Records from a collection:
+ + +

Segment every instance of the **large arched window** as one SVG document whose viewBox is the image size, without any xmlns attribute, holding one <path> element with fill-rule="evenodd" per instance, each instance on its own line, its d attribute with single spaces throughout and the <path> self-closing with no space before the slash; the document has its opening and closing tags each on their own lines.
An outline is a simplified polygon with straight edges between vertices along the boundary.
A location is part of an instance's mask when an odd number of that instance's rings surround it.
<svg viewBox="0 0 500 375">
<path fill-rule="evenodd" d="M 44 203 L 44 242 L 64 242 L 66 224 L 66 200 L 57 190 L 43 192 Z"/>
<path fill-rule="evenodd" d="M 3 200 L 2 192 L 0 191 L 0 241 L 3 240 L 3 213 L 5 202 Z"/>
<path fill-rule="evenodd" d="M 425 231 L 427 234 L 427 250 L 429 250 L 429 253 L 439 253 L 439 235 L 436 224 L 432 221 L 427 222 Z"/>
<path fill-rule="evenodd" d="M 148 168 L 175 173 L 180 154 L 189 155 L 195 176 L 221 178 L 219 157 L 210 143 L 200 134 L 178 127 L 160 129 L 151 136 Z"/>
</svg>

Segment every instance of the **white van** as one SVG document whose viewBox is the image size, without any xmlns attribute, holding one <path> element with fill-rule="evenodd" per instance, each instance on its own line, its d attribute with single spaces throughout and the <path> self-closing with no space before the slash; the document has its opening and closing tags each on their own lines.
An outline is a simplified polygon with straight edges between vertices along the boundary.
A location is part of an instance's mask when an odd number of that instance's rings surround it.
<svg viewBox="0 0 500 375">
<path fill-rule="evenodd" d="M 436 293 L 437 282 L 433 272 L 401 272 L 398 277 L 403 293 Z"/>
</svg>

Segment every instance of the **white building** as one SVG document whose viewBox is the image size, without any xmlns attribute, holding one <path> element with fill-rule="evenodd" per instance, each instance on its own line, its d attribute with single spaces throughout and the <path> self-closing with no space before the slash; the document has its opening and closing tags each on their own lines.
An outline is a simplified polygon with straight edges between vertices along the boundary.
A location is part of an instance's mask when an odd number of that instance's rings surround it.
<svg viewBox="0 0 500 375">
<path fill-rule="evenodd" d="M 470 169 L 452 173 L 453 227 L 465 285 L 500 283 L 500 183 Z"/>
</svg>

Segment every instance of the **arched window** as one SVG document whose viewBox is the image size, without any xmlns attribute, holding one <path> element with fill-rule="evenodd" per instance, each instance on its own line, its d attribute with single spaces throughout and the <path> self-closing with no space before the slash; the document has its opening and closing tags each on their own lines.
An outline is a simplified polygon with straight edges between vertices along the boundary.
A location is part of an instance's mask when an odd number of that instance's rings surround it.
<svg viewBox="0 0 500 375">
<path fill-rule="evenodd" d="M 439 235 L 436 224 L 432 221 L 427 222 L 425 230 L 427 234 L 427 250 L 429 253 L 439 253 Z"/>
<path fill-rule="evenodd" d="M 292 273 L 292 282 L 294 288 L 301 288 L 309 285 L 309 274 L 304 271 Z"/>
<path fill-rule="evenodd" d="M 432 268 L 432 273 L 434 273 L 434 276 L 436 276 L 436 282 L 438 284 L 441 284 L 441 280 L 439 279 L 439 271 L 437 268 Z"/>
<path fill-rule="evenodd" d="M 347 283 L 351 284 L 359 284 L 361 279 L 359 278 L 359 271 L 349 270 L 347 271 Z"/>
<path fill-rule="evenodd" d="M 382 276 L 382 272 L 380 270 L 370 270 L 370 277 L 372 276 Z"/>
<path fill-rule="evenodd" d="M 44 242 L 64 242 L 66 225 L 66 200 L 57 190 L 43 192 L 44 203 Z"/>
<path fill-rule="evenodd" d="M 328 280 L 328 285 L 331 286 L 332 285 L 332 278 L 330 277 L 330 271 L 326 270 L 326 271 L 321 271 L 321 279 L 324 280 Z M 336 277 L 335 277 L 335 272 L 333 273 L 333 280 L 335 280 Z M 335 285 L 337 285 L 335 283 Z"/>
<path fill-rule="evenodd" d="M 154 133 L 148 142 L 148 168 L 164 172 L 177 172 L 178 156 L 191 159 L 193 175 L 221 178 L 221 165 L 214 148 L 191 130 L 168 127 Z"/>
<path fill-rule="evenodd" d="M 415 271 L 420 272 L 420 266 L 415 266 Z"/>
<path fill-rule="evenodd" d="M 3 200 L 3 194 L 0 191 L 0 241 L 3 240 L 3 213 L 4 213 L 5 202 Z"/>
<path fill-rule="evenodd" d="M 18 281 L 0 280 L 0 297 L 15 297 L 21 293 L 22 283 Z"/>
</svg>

+ + +

◆ **WORK INSTRUCTION**
Every word of every entry must be returned as it appears.

◆ **RESPONSE AREA**
Segment every instance of the **large arched window** as one SVG document whose viewBox is the image size, without any xmlns attribute, holding one <path> element with fill-rule="evenodd" per instance, each instance on its own line, its d attribute with single spaces throughout and the <path> self-closing with no space before the slash; the document has its opening and closing tags each on their own lines.
An outline is a simplified polygon with straight edges between vertices along the boundary.
A location is part of an instance's mask when an odd number of that instance's rings surround it.
<svg viewBox="0 0 500 375">
<path fill-rule="evenodd" d="M 44 203 L 44 242 L 64 242 L 66 224 L 66 200 L 57 190 L 43 192 Z"/>
<path fill-rule="evenodd" d="M 3 200 L 2 192 L 0 191 L 0 241 L 3 240 L 3 213 L 5 202 Z"/>
<path fill-rule="evenodd" d="M 425 231 L 427 234 L 427 250 L 429 250 L 429 253 L 439 253 L 439 235 L 436 224 L 432 221 L 427 222 Z"/>
<path fill-rule="evenodd" d="M 148 168 L 175 173 L 180 154 L 189 155 L 195 176 L 221 178 L 219 157 L 210 143 L 200 134 L 178 127 L 160 129 L 151 136 Z"/>
</svg>

Segment every instance of the **white van** as one SVG document whose viewBox is the image size, without any xmlns attribute, holding one <path> element with fill-rule="evenodd" per instance, each instance on its own line, its d attribute with single spaces throughout and the <path> self-closing with no space before the slash; the document has its opening and closing tags each on their own lines.
An outline is a simplified polygon with straight edges between vertices along the boundary.
A location is part of an instance's mask when an odd number of that instance's rings surround it.
<svg viewBox="0 0 500 375">
<path fill-rule="evenodd" d="M 436 293 L 437 282 L 433 272 L 401 272 L 398 277 L 403 293 Z"/>
</svg>

Segment every instance of the **white building** as one SVG document whose viewBox is the image size, without any xmlns attribute, holding one <path> element with fill-rule="evenodd" per instance, each instance on its own line, its d attribute with single spaces throughout and the <path> self-closing with no space before the slash; the document has its opening and closing tags each on their own lines.
An outline is a simplified polygon with straight edges between vertices along the boundary.
A location is part of an instance's mask when an odd number of that instance's rings surround it.
<svg viewBox="0 0 500 375">
<path fill-rule="evenodd" d="M 470 169 L 452 173 L 453 227 L 465 285 L 500 283 L 500 183 Z"/>
</svg>

Segment every instance of the **arched window** as one SVG document whose viewBox is the image size, without any xmlns attribute, holding one <path> element with fill-rule="evenodd" per instance, each instance on its own line, its d attribute with single spaces throughout and the <path> self-closing with no space before the slash; the document has its opening and closing tags each on their own lines.
An outline is a simplified polygon with straight edges between vertices along the boundary.
A location is part of an instance's mask when an odd number of that instance's rings surround it.
<svg viewBox="0 0 500 375">
<path fill-rule="evenodd" d="M 439 235 L 436 224 L 432 221 L 427 222 L 425 230 L 427 234 L 427 250 L 429 253 L 439 253 Z"/>
<path fill-rule="evenodd" d="M 292 273 L 292 282 L 294 288 L 301 288 L 309 285 L 309 274 L 304 271 Z"/>
<path fill-rule="evenodd" d="M 432 268 L 432 273 L 434 273 L 434 276 L 436 276 L 436 282 L 438 284 L 441 284 L 441 280 L 439 279 L 439 271 L 437 268 Z"/>
<path fill-rule="evenodd" d="M 347 283 L 351 284 L 359 284 L 361 279 L 359 278 L 359 271 L 349 270 L 347 271 Z"/>
<path fill-rule="evenodd" d="M 382 276 L 382 272 L 380 270 L 370 270 L 370 277 L 372 276 Z"/>
<path fill-rule="evenodd" d="M 44 242 L 64 242 L 66 225 L 66 200 L 57 190 L 43 192 L 44 203 Z"/>
<path fill-rule="evenodd" d="M 328 280 L 328 285 L 331 286 L 332 285 L 332 278 L 330 277 L 330 271 L 326 270 L 326 271 L 321 271 L 321 279 L 324 280 Z M 336 277 L 335 277 L 335 272 L 333 273 L 333 280 L 335 280 Z M 335 285 L 337 285 L 335 283 Z"/>
<path fill-rule="evenodd" d="M 154 133 L 148 142 L 148 168 L 164 172 L 177 172 L 178 156 L 191 159 L 193 175 L 221 178 L 221 165 L 214 148 L 191 130 L 168 127 Z"/>
<path fill-rule="evenodd" d="M 415 271 L 420 272 L 420 266 L 415 266 Z"/>
<path fill-rule="evenodd" d="M 3 200 L 3 194 L 0 191 L 0 241 L 3 240 L 3 213 L 4 213 L 5 202 Z"/>
<path fill-rule="evenodd" d="M 18 281 L 0 280 L 0 297 L 15 297 L 21 293 L 22 283 Z"/>
</svg>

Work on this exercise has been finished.